◆ **Excerpted text**:
I didn’t have a clear plan of my itinerary onwards – but had found a nice zig-zag road crossing the Monte Sibillini range back towards the eastern lowlands while studying the area in Google Earth.

Wayfinding was secured by my (at times) trustworthy GPS. It did however occur to me that the accuracy and currency of the map data might have been better: At one stage my GPS took me through a village which a perfectly good highway would have led me around at a fraction of the time.

This village had so narrow streets that I eventually had to fold the side mirrors to squeeze through – and even then they scratched the walls on either side…

Italy is widely reknowned as the cradle of good food, and so I felt that I was in the rigth when I ordered a mixed grill at a road-side restaurant east of Uscita. This turned out to be completely wrong – or at the very minimum the exception which proves the rule. Had I ordered Haggis I might not have been quite as surprised at what I found on the plate, but as it was I felt more than a little cheated upon getting back in my car continuing my journey.

The start of my zig-zag-road was a winter sport resort by the name of Bolognola which turned out to be considerably less remarkable than anticipated – but which still offered some nice views on the way to the ascent.

Marche

On the eastern side of the Monte Sibillini range, the terrain is gradually transforming into a hillly landscape, getting flatter and flatter towards the Adriatic coast.

After consulting Lonely Planet during my miserable lunch experience I had decided that the village of Numana near Sirolo and Monte Conero would be a good place to stay on the next evening. I was however not in a rush and took my time sightseeing as I drove east through the hills.

A hilltop village by the name of San Ginesio gave a fantastic view back towards the Sibillini range and would, in better weather, have been a fantastic place to take photos. As it were, the view was better than the photos.

A significant university city, Macerata, is also located in Marche. I spent an hour or so walking around here also while dusk turned into evening. After my drive in the mountains the crowds of Macerata were quite overwhelming and I was soon saturated.

After having checked in at my hotel in Numana I headed out to look for a restaurant. I assessed one place after the other – which didn’t take too long since there were only four open eateries in Numana. The first one looked ok, but too basic, I thought. The second one looked too posh – and too full. The third one had an interesting view over the harbor (even though it was pitch black by now) – I decided to try here.

It seems I didn’t fit the bill of the regular diner in this restaurant because despite 90% of the tables being vacant I was informed that “sorry sir, we have no free tables”.

In despair, I returned to the first place in order to get some basic food, just in time to see them close.

◆ **What this exercise asks**:
1 - According to the travel account, which winter sport resort marked the start of the zig-zag road?
2 - Rewrite the travel account from the words "After consulting Lonely" through the words "through the hills.", swapping "Lonely Planet" for "a guidebook".
3 - Carry the travel account forward from its last sentence.

Pointing records:
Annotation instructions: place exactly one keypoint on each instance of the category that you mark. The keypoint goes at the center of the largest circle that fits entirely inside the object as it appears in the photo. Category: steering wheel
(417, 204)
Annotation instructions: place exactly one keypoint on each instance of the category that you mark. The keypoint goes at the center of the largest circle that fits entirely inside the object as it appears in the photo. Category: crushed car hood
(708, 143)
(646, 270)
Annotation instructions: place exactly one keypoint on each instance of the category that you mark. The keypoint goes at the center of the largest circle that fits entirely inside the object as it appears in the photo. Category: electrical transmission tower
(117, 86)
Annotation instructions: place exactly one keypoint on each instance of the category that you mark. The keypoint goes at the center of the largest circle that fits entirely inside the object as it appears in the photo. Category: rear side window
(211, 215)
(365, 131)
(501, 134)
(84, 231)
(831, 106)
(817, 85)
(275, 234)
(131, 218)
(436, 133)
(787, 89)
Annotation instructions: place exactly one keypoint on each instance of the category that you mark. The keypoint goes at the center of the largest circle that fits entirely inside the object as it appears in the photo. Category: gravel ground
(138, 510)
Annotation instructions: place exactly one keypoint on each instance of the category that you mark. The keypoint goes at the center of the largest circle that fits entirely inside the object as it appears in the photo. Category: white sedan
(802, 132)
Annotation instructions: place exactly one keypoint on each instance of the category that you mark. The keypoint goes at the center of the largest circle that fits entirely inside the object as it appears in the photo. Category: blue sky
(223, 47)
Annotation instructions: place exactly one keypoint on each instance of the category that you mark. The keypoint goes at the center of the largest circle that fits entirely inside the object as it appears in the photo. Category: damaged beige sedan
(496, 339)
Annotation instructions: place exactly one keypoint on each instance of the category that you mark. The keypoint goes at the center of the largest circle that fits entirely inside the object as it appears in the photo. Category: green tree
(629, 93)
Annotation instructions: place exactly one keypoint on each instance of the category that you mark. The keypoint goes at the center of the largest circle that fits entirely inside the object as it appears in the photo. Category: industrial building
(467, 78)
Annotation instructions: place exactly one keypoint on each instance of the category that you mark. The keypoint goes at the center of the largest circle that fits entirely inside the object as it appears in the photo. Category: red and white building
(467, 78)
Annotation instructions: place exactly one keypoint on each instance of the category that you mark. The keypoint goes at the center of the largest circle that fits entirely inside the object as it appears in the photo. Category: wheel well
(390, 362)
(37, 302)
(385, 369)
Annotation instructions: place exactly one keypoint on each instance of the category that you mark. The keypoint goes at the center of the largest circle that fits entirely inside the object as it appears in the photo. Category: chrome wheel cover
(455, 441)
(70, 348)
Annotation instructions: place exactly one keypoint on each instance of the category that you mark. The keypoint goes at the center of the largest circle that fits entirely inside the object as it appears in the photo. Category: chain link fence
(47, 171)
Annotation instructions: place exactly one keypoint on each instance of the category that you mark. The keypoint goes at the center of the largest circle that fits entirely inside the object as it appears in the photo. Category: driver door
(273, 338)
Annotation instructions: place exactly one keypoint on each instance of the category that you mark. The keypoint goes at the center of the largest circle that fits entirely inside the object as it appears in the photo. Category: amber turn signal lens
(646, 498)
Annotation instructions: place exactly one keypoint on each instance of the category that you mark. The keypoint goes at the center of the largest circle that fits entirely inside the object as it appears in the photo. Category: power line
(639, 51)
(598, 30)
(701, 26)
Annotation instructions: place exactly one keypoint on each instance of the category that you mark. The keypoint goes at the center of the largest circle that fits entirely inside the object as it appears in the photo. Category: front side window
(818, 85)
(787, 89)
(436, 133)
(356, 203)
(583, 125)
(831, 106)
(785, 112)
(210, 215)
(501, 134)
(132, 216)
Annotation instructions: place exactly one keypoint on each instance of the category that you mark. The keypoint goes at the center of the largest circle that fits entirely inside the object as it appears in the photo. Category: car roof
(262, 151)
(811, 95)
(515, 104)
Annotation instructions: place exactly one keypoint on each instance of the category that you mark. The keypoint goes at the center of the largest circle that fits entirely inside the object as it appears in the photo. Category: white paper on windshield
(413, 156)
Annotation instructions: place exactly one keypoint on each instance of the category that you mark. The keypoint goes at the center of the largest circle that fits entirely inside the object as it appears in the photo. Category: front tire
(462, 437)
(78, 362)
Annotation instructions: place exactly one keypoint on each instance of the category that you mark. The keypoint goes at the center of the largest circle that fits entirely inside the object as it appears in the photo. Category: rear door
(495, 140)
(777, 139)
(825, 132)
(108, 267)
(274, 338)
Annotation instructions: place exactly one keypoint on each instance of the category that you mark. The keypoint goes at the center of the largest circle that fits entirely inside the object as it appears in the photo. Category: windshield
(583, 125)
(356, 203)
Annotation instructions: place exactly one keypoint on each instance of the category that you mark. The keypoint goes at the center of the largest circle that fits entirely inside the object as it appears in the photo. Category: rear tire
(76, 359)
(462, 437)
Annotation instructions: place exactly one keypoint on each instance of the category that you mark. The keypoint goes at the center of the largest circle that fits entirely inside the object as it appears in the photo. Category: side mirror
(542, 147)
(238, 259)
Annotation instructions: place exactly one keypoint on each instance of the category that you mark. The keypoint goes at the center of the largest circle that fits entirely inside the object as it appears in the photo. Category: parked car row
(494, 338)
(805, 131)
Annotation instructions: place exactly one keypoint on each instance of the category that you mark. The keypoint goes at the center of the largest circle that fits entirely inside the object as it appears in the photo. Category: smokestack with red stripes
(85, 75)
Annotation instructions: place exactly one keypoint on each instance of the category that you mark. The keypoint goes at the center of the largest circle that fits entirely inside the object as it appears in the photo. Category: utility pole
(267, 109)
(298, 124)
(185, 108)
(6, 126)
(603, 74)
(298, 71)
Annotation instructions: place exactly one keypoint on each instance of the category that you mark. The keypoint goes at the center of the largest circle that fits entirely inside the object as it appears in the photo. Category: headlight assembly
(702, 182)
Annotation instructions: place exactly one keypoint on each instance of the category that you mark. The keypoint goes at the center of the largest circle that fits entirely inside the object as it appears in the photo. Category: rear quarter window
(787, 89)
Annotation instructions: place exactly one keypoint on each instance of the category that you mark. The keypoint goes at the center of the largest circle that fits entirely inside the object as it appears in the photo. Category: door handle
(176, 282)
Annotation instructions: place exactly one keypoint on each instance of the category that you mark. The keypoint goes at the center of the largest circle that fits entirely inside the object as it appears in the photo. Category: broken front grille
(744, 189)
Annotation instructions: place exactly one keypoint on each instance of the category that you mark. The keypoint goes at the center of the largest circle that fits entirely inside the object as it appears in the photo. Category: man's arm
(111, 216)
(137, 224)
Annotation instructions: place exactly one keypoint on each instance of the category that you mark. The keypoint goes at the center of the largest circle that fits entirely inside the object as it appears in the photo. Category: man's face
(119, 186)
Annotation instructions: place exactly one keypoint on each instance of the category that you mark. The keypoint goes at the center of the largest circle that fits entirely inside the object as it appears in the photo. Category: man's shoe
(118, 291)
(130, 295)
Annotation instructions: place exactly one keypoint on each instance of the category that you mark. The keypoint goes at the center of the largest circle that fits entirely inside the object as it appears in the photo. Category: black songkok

◆ **Answer list**:
1 - Bolognola

2 -
After consulting a guidebook during my miserable lunch experience I had decided that the village of Numana near Sirolo and Monte Conero would be a good place to stay on the next evening. I was however not in a rush and took my time sightseeing as I drove east through the hills.

3 -
This most definitively wasn’t a day in the name of culinary delights –Bitter and resentful I decided to head for the lower sea front. Here I found an establishment with an unnatural concentration of people with dark blue jackets with brass buttons. A yacht club of some kind where they, reluctantly, agreed to serve me a fish which has suffered some kind of intercourse with hot water. On top of this, I negotiated a bottle of wine.

***

Monte Conero is both a little mountain and a stretch of cliffs on the coast directly south of Ancona. The next morning I made my way along the coast and to the airport where I had agreed to pick up colleague Olga for a final sightseeing session prior to the meeting which was to commence the next day.

We spent the afternoon touring the coastal near Monte Conero before dropping back into Ancona in the early evening.

Upon surrendering the rental car at the airport we had to get a taxi back into the city. The taxi service at Ancona airport wasn’t really ready for this massive influx of passengers (2) outside of the time when there were flights scheduled to arrive. We therefore had to spend some time trying to motivate a sleepy and disoriented guy who bore all the hallmarks of a taxi driver (without any of the commonly accompanying navigation skills) to take us to Ancona.

A shameless fraud, the driver insisted on showing us one Ancona attraction after the other, most of which turned out to be either non-existent, non-attractive or both. For each defeat, he excused himself citing his sister-in-law or her friends as source of the erroneous information.

The low-light of the sightseeing tour was a trip to the tourist harbor at an additional cost of 15 € judging by the taxi-meter. This turned out to be a seasonally empty set of berths rented for private motor yachts and sail boats.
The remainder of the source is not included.